İstenenler:
• A. Tazminat davasına ilişkin mahkeme kararına göre dava hangi tarihte açılmıştır?
• B. Tazminat davasına ilişkin mahkeme kararını bittiği yerden alıp sürdürün.

Verilen Metin:
Emsal Mahkeme Kararı İstanbul 8. Asliye Ticaret Mahkemesi 2021/505 E. 2021/725 K. 20.10.2021 T.

Görüntülediğiniz mahkeme kararı henüz kesinleşmemiştir. Yararlı olması amacıyla eklenmiştir.

T.C.
İSTANBUL
8. ASLİYE TİCARET MAHKEMESİ

ESAS NO:2021/505 Esas
KARAR NO:2021/725

DAVA:Tazminat
DAVA TARİHİ:14/08/2015
KARAR TARİHİ:20/10/2021

Davacı tarafından davalı aleyhine açılan tazminat davasının mahkememizde yapılan açık yargılaması sonunda dosya incelendi.
D A V A /
Davacı vekili tarafından sunulan dava dilekçesinde özetle: Davacının yaya haldeyken davalı sigorta şirketi nezdinde ZMMS poliçesi bulunan …plakalı aracın çarpması neticesinde mağdur ve malul olduğunu belirterek fazlaya ilişkin hakları saklı kalmak kaydıyla 250,00 TL tedavi gideri, 500,00 TL kalıcı maluliyet tazminatı, 150,00 TL geçici iş göremezlik tazminatı ve 100,00 TL bakıcı gideri olmak üzere 1.000,00 TL’ nin temerrüt tarihinden itibaren işleyecek avans faizi ile birlikte, yargılama masrafları ve vekalet ücretiyle birlikte davalıdan tahsiline karar verilmesi talep ve dava edilmiştir.

Veri Bloğu:

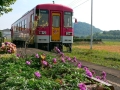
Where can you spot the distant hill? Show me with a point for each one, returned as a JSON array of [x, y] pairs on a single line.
[[112, 34], [84, 29]]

Görev Yanıtları:
• A. Dava 14/08/2015 tarihinde açılmıştır.

• B.
S A V U N M A /
Davalı vekili tarafından sunulan cevap dilekçesinde özetle: Davacının geçirmiş olduğu kaza neticesinde yapılan inceleme sonucunda 09/02/2015 tarihinde davacı namına 2.741,65 TL ödeme yapıldığını, davacının iş göremezlik ve tedavi giderlerinden SGK’ nın sorumlu olduğunu, bakıcı giderlerinin dolaylı giderler olduğundan ötürü sigorta teminatı dışında olduğunu, müvekkili sigorta şirketinin davanın açılmasına sebebiyet vermediğinden ötürü yargılama masrafı ve vekalet ücreti taleplerinin yersiz olduğunu savunmuş, davanın reddine karar verilmesini talep etmiştir.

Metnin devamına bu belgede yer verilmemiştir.